§ **EXERCISE DESCRIPTION**
Rewrite each of the records below with "bear's front paw" changed to "bear's hind paw" and everything else left as it is. Omit the pictures from your answer.

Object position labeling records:
◆ ◆ ◆

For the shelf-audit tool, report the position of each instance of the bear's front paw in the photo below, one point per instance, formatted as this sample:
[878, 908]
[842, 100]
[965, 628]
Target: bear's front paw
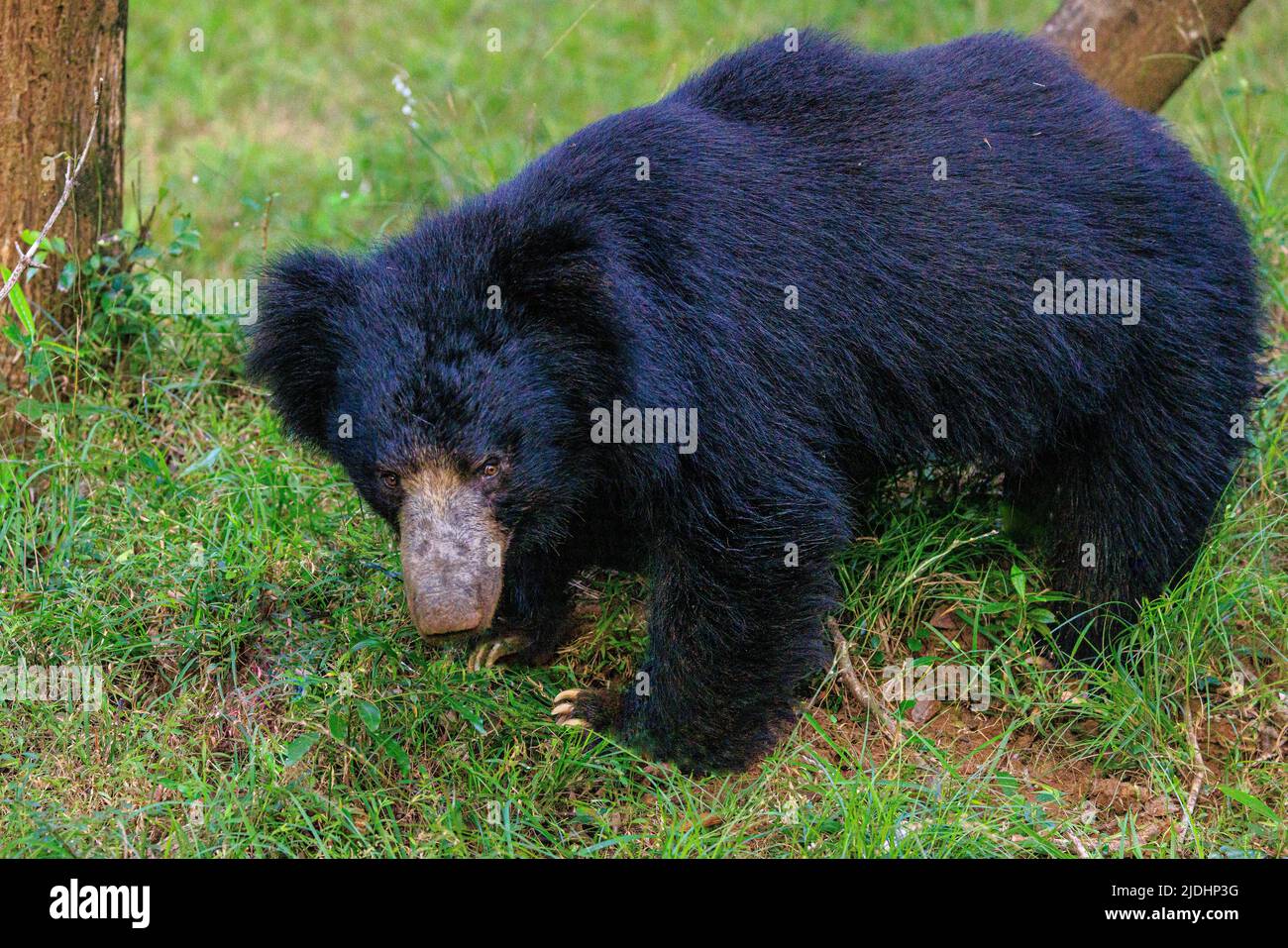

◆ ◆ ◆

§ **RESULT OF THIS EXERCISE**
For the shelf-audit tool, report the position of each instance of the bear's hind paw in the photo below, one point per instance, formatted as this sample:
[878, 908]
[842, 100]
[965, 628]
Target: bear's hind paw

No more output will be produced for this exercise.